- EXTRACTED RECORDS -

---+---

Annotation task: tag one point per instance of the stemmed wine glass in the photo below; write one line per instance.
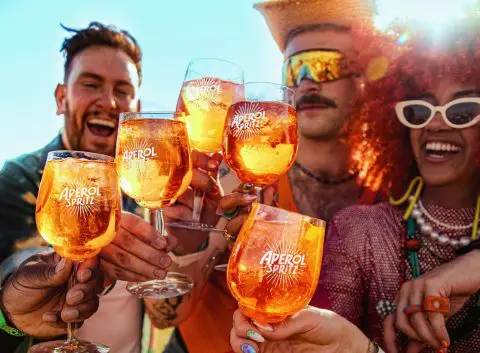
(78, 212)
(205, 97)
(155, 168)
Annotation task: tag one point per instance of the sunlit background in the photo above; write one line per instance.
(170, 33)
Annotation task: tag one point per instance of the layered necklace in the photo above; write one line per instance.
(325, 180)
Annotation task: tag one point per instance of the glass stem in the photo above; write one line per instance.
(259, 194)
(155, 218)
(72, 326)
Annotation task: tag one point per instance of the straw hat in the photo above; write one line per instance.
(283, 16)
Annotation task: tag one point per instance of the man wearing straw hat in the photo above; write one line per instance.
(315, 37)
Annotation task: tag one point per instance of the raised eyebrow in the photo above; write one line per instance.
(423, 96)
(90, 75)
(123, 83)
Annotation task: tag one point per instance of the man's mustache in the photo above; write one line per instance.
(313, 98)
(97, 113)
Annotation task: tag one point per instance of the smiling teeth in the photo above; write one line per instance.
(441, 146)
(102, 122)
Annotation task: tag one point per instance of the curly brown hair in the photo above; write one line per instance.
(398, 63)
(99, 34)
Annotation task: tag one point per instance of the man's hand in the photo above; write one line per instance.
(138, 253)
(205, 178)
(239, 203)
(36, 300)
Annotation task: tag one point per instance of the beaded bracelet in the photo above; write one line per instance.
(8, 329)
(373, 347)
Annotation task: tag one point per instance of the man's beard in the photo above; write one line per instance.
(74, 133)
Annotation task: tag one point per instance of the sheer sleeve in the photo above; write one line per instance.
(341, 287)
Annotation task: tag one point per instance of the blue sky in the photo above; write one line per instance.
(171, 33)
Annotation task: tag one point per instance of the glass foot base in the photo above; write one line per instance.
(173, 285)
(194, 226)
(78, 346)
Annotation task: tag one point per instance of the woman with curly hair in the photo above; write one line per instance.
(417, 139)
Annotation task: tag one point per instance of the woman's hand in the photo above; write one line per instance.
(456, 280)
(310, 330)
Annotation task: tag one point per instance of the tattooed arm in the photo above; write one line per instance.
(172, 311)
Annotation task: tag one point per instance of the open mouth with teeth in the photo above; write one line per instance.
(441, 149)
(101, 127)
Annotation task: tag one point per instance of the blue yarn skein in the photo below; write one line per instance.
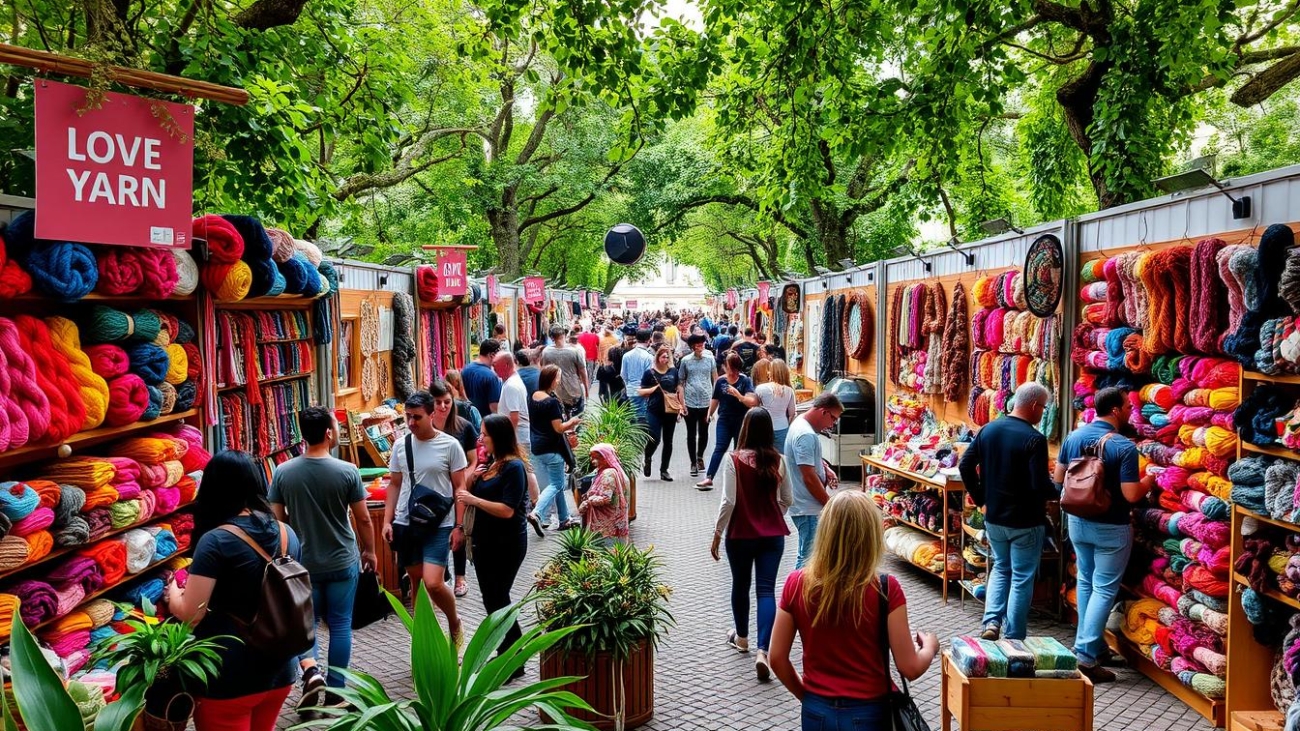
(148, 362)
(155, 409)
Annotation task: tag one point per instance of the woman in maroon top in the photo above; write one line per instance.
(833, 604)
(757, 489)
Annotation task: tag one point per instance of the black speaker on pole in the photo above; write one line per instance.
(624, 243)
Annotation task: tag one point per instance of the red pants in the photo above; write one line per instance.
(258, 712)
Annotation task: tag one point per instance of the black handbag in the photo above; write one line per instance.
(369, 605)
(427, 507)
(904, 714)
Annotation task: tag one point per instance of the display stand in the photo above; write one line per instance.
(1013, 704)
(950, 492)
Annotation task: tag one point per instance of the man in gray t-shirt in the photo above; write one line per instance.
(813, 481)
(319, 497)
(572, 364)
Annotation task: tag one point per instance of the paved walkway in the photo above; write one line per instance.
(702, 683)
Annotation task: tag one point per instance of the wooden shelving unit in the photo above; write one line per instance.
(945, 487)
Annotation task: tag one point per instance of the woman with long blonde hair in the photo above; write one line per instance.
(835, 605)
(776, 396)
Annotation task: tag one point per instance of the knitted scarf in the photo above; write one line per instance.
(956, 344)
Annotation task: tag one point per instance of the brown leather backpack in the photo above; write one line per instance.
(284, 623)
(1084, 492)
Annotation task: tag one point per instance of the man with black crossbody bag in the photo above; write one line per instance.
(421, 520)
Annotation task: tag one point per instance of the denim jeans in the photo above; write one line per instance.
(748, 557)
(726, 435)
(1017, 553)
(333, 596)
(553, 466)
(1103, 552)
(806, 527)
(844, 714)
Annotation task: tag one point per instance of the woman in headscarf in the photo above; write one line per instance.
(605, 509)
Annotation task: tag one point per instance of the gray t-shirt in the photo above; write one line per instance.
(804, 448)
(571, 364)
(434, 462)
(316, 493)
(697, 377)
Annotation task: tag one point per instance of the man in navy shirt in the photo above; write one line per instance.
(1103, 544)
(1005, 472)
(482, 386)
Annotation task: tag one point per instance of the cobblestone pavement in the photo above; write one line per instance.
(703, 684)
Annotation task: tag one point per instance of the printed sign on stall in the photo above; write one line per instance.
(450, 269)
(120, 173)
(534, 290)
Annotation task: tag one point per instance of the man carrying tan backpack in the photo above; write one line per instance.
(1103, 541)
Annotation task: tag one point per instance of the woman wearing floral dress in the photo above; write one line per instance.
(605, 509)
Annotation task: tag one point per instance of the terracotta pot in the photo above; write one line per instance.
(601, 683)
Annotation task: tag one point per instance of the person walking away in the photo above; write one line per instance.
(813, 480)
(499, 500)
(464, 407)
(605, 507)
(662, 390)
(320, 496)
(837, 606)
(733, 396)
(514, 406)
(636, 362)
(697, 373)
(225, 589)
(546, 428)
(590, 344)
(573, 385)
(776, 396)
(438, 463)
(1103, 544)
(482, 386)
(446, 418)
(752, 518)
(1005, 471)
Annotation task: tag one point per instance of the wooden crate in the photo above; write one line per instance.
(1013, 704)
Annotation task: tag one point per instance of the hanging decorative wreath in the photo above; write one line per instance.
(1043, 275)
(857, 325)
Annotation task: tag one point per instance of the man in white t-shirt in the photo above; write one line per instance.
(440, 465)
(514, 405)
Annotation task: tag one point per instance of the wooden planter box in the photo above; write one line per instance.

---+---

- ASSIGNMENT -
Here the job is to print all the entries above exactly, minus the images.

- YOUR RESPONSE -
Annotation task: tag one point per instance of the stemmed wine glass in the photo below; write one line per instance.
(78, 212)
(205, 97)
(155, 168)
Annotation task: tag one point per instance of the sunlit background in the photo above; write one line per instance.
(170, 33)
Annotation task: tag one point per instance of the layered necklace in the photo above; write one line per instance.
(325, 180)
Annotation task: tag one point per instance of the glass stem in the photo above; write one line per instance.
(259, 194)
(155, 218)
(72, 326)
Annotation task: tag one point per instance of the straw hat in the photo above; write one line per instance.
(283, 16)
Annotation task: tag one point per instance of the man wearing straw hat in the photo above; write one line per instance.
(315, 37)
Annotation task: tag one point per instance of the raised eyebrow in the photo above; write one line per instance.
(423, 96)
(90, 75)
(123, 83)
Annotation task: tag one point per instance of the man's mustache in the photo above; write one line per instance.
(313, 98)
(97, 113)
Annotation task: tag one point per instance of the smiling teeth in the photo above; write one line per instance.
(441, 146)
(102, 122)
Annotation task: tag one point per instance of the curly brown hair in the photo above; write one line per instance.
(398, 63)
(99, 34)
Annotation task: tag one point per instance of the man's hand in the photo above; write one line per instance.
(138, 253)
(205, 178)
(239, 203)
(36, 300)
Annotation task: tag one point per instance of the beaded bracelet in the photo above; write one line per instance.
(8, 329)
(373, 347)
Annotation task: tag one point per instance of the man's beard in the photo above; write one line per instance.
(74, 133)
Annotation task: tag one point per instance of the sheer sleeve in the photo above; write one line per instance.
(341, 287)
Annotation task: tag one point per instance of the blue sky in the photo above; write one line per instance.
(171, 33)
Annotation task: tag one point per instance of the glass foot base in the photo above; write one line per instance.
(173, 285)
(194, 226)
(78, 346)
Annotation task: tag one point per instance of the woman with curly hair in the photo above; write one line per instance.
(417, 139)
Annotation task: tag one point per instance of the woman's hand in the photo above; write one line per instance.
(456, 280)
(310, 330)
Annotation task: tag one point per instance of the tattooed arm in the photo above; write one line per instance.
(172, 311)
Annotation task: tag one point per instance of the open mouth with teeth in the photo above; write one line per instance.
(441, 149)
(101, 127)
Annotation task: tag one point per instance of the blue yarn skein in the photo below; write one line per instance.
(148, 362)
(155, 409)
Annotation task: tag one point per instance of the woman in maroon top in the photo above; write one line per instance.
(833, 604)
(757, 489)
Annotation task: tag one point per instance of the black speaker on pole in the photo above; write one line per instance.
(624, 243)
Annotation task: tag one point per instance of the red pants in the photo above; write one line per instance.
(258, 712)
Annotation task: tag one point per instance of the black handbag in the photo above; write one line per instance.
(369, 605)
(427, 507)
(904, 714)
Annotation task: tag one point per instance of the display stand in the photo above; write one line per instance.
(1013, 704)
(950, 492)
Annotation task: tag one point per instance of the man in gray t-shirt in the photo above; write one line per instance.
(813, 481)
(319, 497)
(572, 364)
Annotation task: tag one point per instance of the paved walkway in the photo above; write one line per instance.
(702, 683)
Annotation task: tag one point per instance of the wooden shelving unit in the photo above; write one line per instance.
(945, 487)
Annotation task: tag one point per instance of the woman with long blonde hair in the photo above; write one line per instance.
(835, 605)
(776, 396)
Annotation task: tag one point per instance of the knitted scarf in the photo above; write one line per instance.
(956, 344)
Annotation task: tag one point per instance of the brown leather backpack in the photo above; write one line per instance.
(284, 623)
(1084, 492)
Annotation task: tag one point per instance of the man with black crossbody bag in the photo above; write one line per instance.
(421, 520)
Annotation task: tag one point per instance of the denim jeans in the photo above; write one line per instance.
(748, 557)
(726, 435)
(1017, 553)
(333, 596)
(553, 466)
(1103, 552)
(806, 527)
(844, 714)
Annotation task: tag one point per instance of the woman in headscarf in the photo above; write one line per instance.
(605, 509)
Annotation task: tag one point per instance of the gray t-shirt in the photo above; write one line per instance.
(804, 448)
(571, 364)
(434, 462)
(316, 493)
(697, 377)
Annotation task: tag one point per instance of the man in navy shirt in the photo above; write one line per instance.
(1103, 544)
(1005, 472)
(482, 386)
Annotation task: tag one point per instance of the cobblestone pavement in the photo above; write one line per instance.
(703, 684)
Annotation task: tag one point per instance of the printed sign on stall in the photo above; write one line per instance.
(450, 269)
(120, 173)
(534, 290)
Annotation task: tag one point per instance of the man carrying tan backpack in the photo above; write one line per instance.
(1103, 541)
Annotation task: tag one point per instance of the woman wearing floral dress in the photo above; write one line per instance.
(605, 509)
Annotation task: tag one point per instance of the terracotta pot in the photo above; write one line per instance.
(601, 683)
Annotation task: tag one point per instance of the person walking away in the photo above; write one line per instance.
(813, 480)
(499, 500)
(464, 407)
(605, 507)
(662, 390)
(320, 496)
(837, 606)
(733, 396)
(514, 406)
(636, 362)
(697, 373)
(225, 589)
(546, 428)
(590, 344)
(573, 385)
(776, 396)
(438, 463)
(1103, 544)
(482, 386)
(446, 418)
(752, 518)
(1005, 471)
Annotation task: tag one point per instance of the wooden crate in the photo above; write one line per instance.
(1013, 704)
Annotation task: tag one point per instance of the hanging decorative wreath in the photo above; write one line per instance.
(1043, 275)
(857, 325)
Annotation task: tag one point per instance of the man in white t-shirt in the photo above; write one line per instance.
(440, 465)
(514, 405)
Annotation task: tag one point per instance of the wooden planter box in the photo above; write one line per instance.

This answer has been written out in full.